--- start of SUPPLIED MATERIAL ---

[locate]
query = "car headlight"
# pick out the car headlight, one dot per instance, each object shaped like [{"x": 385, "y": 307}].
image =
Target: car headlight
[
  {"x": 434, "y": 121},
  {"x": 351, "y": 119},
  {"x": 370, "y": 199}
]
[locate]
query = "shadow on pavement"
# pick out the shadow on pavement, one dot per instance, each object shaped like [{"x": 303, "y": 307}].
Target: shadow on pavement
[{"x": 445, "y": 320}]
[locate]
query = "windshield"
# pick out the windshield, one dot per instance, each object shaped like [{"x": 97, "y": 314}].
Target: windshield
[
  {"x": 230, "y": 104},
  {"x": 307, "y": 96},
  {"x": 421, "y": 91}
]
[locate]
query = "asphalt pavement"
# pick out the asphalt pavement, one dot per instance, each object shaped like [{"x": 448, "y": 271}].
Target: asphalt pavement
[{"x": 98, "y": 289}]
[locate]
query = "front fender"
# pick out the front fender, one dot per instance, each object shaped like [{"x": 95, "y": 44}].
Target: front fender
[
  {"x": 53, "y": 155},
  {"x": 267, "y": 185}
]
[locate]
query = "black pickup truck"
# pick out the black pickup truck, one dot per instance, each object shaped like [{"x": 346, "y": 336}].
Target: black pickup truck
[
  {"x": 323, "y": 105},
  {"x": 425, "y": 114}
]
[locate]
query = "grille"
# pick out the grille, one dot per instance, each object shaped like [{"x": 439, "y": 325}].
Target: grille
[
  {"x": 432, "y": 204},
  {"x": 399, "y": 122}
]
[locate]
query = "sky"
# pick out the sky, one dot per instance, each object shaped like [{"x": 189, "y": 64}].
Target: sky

--- end of SUPPLIED MATERIAL ---

**SHORT EXERCISE**
Print out every record again, exactly and in full.

**SOLUTION TO THE EXERCISE**
[locate]
query = "car headlight"
# pick out the car headlight, one dot per instance, each object shaped like [{"x": 385, "y": 307}].
image =
Target: car headlight
[
  {"x": 434, "y": 121},
  {"x": 351, "y": 119},
  {"x": 370, "y": 199}
]
[locate]
query = "shadow on pavement"
# pick out the shadow on pavement, one dot per instance, each object shaped like [{"x": 303, "y": 307}].
Target: shadow on pavement
[{"x": 445, "y": 320}]
[locate]
query = "windshield"
# pick out the windshield, one dot per instance, each object shaped like [{"x": 97, "y": 314}].
Target: windshield
[
  {"x": 230, "y": 104},
  {"x": 307, "y": 96},
  {"x": 421, "y": 91}
]
[locate]
query = "asphalt pavement"
# pick out the asphalt pavement, one dot per instance, each object shaped like [{"x": 448, "y": 271}].
Target: asphalt pavement
[{"x": 98, "y": 289}]
[locate]
query = "front fender"
# pick out the front fender, one dot per instance, each object shaped like [{"x": 95, "y": 44}].
Target: front fender
[
  {"x": 53, "y": 155},
  {"x": 267, "y": 185}
]
[locate]
query = "black pickup truck"
# pick out the black pickup truck, one dot per instance, each object shaped like [{"x": 346, "y": 336}].
Target: black pickup truck
[
  {"x": 323, "y": 105},
  {"x": 425, "y": 114}
]
[locate]
query = "grille"
# pick out the grille, one dot per instance, each object shaped like [{"x": 439, "y": 325}].
Target: grille
[
  {"x": 432, "y": 204},
  {"x": 399, "y": 122}
]
[locate]
query = "sky"
# pick out the sky, one dot per instance, each object shaped like [{"x": 189, "y": 64}].
Target: sky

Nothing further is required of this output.